> **Exercise requirements**:
Copy out all of the following data word for word, but omit the pictures.

> **Records supplied**:

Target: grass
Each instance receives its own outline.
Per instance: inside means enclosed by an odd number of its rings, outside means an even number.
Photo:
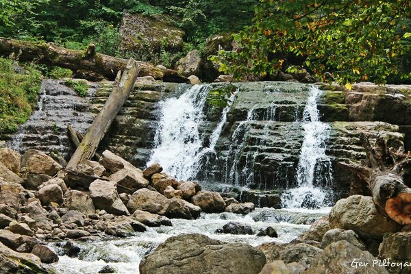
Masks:
[[[0,58],[0,134],[17,132],[36,108],[42,75],[33,64]]]
[[[88,84],[86,81],[73,81],[73,79],[69,79],[66,80],[64,84],[69,88],[72,88],[80,97],[85,97],[87,96]]]

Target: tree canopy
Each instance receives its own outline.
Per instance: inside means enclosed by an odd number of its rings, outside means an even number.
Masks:
[[[410,14],[408,0],[261,0],[252,25],[235,36],[238,49],[214,60],[236,78],[305,68],[348,88],[410,77]]]

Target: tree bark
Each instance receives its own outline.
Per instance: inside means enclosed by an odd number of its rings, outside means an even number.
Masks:
[[[90,160],[110,128],[116,115],[127,101],[140,71],[140,66],[131,58],[121,76],[117,74],[113,90],[108,97],[100,113],[95,119],[84,138],[67,164],[67,168],[74,167]]]
[[[112,80],[117,73],[124,71],[127,60],[95,51],[90,44],[85,51],[78,51],[58,47],[52,43],[21,41],[0,37],[0,55],[14,53],[22,61],[36,60],[42,64],[61,66],[73,71],[86,70]],[[152,64],[136,62],[141,68],[140,76],[152,76],[156,80],[177,83],[188,83],[188,79],[177,71],[160,68]]]
[[[365,134],[360,139],[365,149],[369,168],[369,188],[378,212],[401,225],[411,225],[411,188],[403,176],[411,169],[411,155],[388,148],[385,139],[378,137],[373,147]]]

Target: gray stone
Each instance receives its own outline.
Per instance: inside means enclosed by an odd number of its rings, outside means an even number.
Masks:
[[[323,253],[314,258],[304,274],[388,274],[384,266],[375,262],[377,259],[369,252],[346,240],[339,240],[328,245]],[[362,264],[360,265],[360,262]]]
[[[127,207],[131,212],[142,210],[164,215],[169,204],[170,201],[157,191],[142,188],[133,193]]]
[[[128,215],[129,213],[121,201],[116,183],[97,179],[89,187],[90,195],[97,208],[105,210],[116,215]]]
[[[369,196],[352,195],[339,200],[329,212],[331,228],[351,229],[362,237],[381,238],[401,226],[377,212]]]
[[[10,231],[20,235],[27,235],[27,236],[32,236],[34,234],[34,232],[32,229],[29,225],[24,223],[17,223],[16,221],[13,221],[10,223]]]
[[[36,245],[32,250],[32,253],[40,258],[41,262],[45,264],[58,262],[57,253],[47,245]]]
[[[20,173],[20,153],[8,148],[0,149],[0,163],[16,174]]]
[[[75,190],[69,190],[66,193],[64,206],[71,210],[77,210],[84,214],[92,214],[96,211],[91,197]]]
[[[182,258],[181,251],[184,251]],[[264,253],[249,245],[226,243],[201,234],[168,238],[140,264],[140,274],[201,273],[258,274],[266,263]]]
[[[190,201],[206,212],[222,212],[225,209],[225,203],[219,192],[200,191]]]

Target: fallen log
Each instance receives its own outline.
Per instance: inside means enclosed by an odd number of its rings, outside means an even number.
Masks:
[[[369,187],[378,212],[401,225],[411,225],[411,188],[404,176],[411,172],[411,155],[403,147],[388,148],[378,136],[373,147],[365,134],[360,135],[369,162]]]
[[[117,58],[95,51],[90,44],[85,51],[68,49],[45,42],[29,42],[0,37],[0,55],[12,53],[18,55],[21,61],[36,60],[41,64],[60,66],[73,71],[86,70],[112,80],[117,73],[124,71],[127,60]],[[156,80],[177,83],[189,83],[188,79],[177,71],[159,68],[152,64],[136,62],[141,68],[140,76],[152,76]]]
[[[121,71],[119,72],[111,94],[71,156],[67,168],[75,167],[78,164],[84,164],[93,157],[100,141],[127,101],[139,71],[140,66],[133,58],[130,58],[123,75]]]

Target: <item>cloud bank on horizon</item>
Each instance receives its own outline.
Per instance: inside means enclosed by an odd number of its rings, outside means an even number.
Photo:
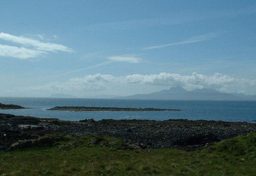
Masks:
[[[256,1],[30,1],[1,4],[0,96],[256,94]]]
[[[49,82],[41,86],[19,89],[40,91],[101,91],[114,89],[118,84],[124,84],[128,86],[129,84],[136,84],[170,87],[179,86],[187,90],[209,88],[222,91],[233,86],[256,87],[256,79],[235,78],[219,73],[216,73],[212,76],[196,72],[193,73],[191,75],[162,72],[158,74],[135,74],[125,76],[114,76],[99,73],[83,78],[72,78],[64,82]]]
[[[43,39],[42,35],[39,35],[39,37],[41,39]],[[47,54],[48,51],[74,52],[72,49],[62,45],[44,43],[22,36],[16,36],[3,32],[0,33],[0,39],[20,44],[22,46],[18,47],[0,44],[0,56],[3,57],[26,59],[41,56]]]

> **Final answer**:
Target: grass
Each instance receives its own outline.
Per instance: inside means enclosed by an odd number of its rings, outside means an even number.
Photo:
Masks:
[[[0,58],[0,134],[17,132],[36,108],[42,75],[33,64]]]
[[[88,84],[86,81],[73,81],[73,79],[69,79],[66,80],[64,84],[69,88],[72,88],[80,97],[85,97],[87,96]]]

Target: tree canopy
Each instance receives its own outline.
Per instance: inside means enclosed by an odd number of its rings, outside means an even number.
Masks:
[[[410,14],[408,0],[261,0],[252,25],[235,36],[238,49],[214,60],[236,78],[305,68],[348,88],[410,77]]]

Target: tree bark
Each instance receives its own outline.
Per instance: inside means enclosed by an odd number of its rings, outside means an even number.
Masks:
[[[90,160],[110,128],[116,115],[127,101],[140,71],[140,66],[131,58],[121,76],[117,74],[113,90],[108,97],[100,113],[95,119],[84,138],[67,164],[67,168],[74,167]]]
[[[112,80],[117,73],[124,71],[127,60],[95,51],[90,44],[85,51],[78,51],[58,47],[52,43],[21,41],[0,37],[0,55],[14,53],[22,61],[36,60],[42,64],[61,66],[73,71],[86,70]],[[152,64],[136,62],[141,68],[140,76],[152,76],[156,80],[177,83],[188,83],[188,79],[177,71],[160,68]]]
[[[365,134],[360,139],[365,149],[369,168],[369,188],[378,212],[401,225],[411,225],[411,188],[403,176],[411,169],[411,155],[388,148],[385,139],[378,137],[373,147]]]

Target: gray stone
Each instance receives its own outline.
Per instance: inside means enclosed by an odd number of its rings, outside means an even number.
Masks:
[[[323,253],[314,258],[304,274],[388,274],[384,266],[375,262],[377,259],[369,252],[346,240],[339,240],[328,245]],[[362,264],[360,265],[360,262]]]
[[[127,207],[131,212],[142,210],[164,215],[169,204],[170,201],[157,191],[142,188],[133,193]]]
[[[128,215],[129,213],[121,201],[116,183],[97,179],[89,187],[90,195],[97,208],[105,210],[116,215]]]
[[[369,196],[352,195],[339,200],[329,212],[331,228],[351,229],[362,237],[381,238],[401,226],[377,212]]]
[[[10,231],[20,235],[27,235],[27,236],[32,236],[34,234],[34,232],[32,229],[29,225],[24,223],[17,223],[16,221],[13,221],[10,223]]]
[[[36,245],[32,250],[32,253],[40,258],[41,262],[45,264],[58,262],[57,253],[47,245]]]
[[[20,173],[20,153],[8,148],[0,149],[0,163],[16,174]]]
[[[75,190],[69,190],[66,193],[64,206],[71,210],[77,210],[84,214],[92,214],[96,211],[91,197]]]
[[[182,258],[181,251],[184,251]],[[264,253],[249,245],[226,243],[201,234],[168,238],[140,264],[140,274],[201,273],[258,274],[266,263]]]
[[[190,201],[206,212],[222,212],[225,209],[225,203],[219,192],[200,191]]]

Target: fallen log
Each instance receives its own outline.
Per instance: inside means enclosed by an odd number of its rings, outside means an even number.
Masks:
[[[369,187],[378,212],[401,225],[411,225],[411,188],[404,176],[411,172],[411,155],[403,147],[388,148],[378,136],[373,147],[365,134],[360,135],[369,162]]]
[[[117,58],[95,51],[90,44],[85,51],[68,49],[45,42],[29,42],[0,37],[0,55],[12,53],[18,55],[21,61],[36,60],[41,64],[60,66],[73,71],[86,70],[112,80],[117,73],[124,71],[127,60]],[[156,80],[177,83],[189,83],[188,79],[177,71],[159,68],[152,64],[136,62],[141,68],[140,76],[152,76]]]
[[[121,71],[119,72],[111,94],[71,156],[67,168],[75,167],[78,164],[84,164],[93,157],[100,141],[127,101],[139,71],[140,66],[133,58],[130,58],[123,75]]]

Target: <item>cloud bank on horizon</item>
Each instance receives its own outline.
Per instance: inside means enclosed by an odd number of its rings, outside means an even number.
Photo:
Masks:
[[[256,1],[30,1],[1,4],[0,96],[256,94]]]
[[[49,82],[41,86],[19,89],[40,91],[101,91],[114,89],[118,84],[124,84],[128,86],[129,84],[136,84],[170,87],[179,86],[187,90],[209,88],[222,91],[233,86],[256,87],[256,79],[235,78],[219,73],[216,73],[212,76],[196,72],[193,73],[191,75],[162,72],[158,74],[135,74],[125,76],[114,76],[99,73],[83,78],[72,78],[64,82]]]
[[[43,39],[42,35],[39,35],[39,37],[41,39]],[[47,54],[48,51],[74,52],[72,49],[62,45],[44,43],[22,36],[16,36],[3,32],[0,33],[0,39],[20,44],[22,46],[18,47],[0,44],[0,56],[3,57],[26,59],[41,56]]]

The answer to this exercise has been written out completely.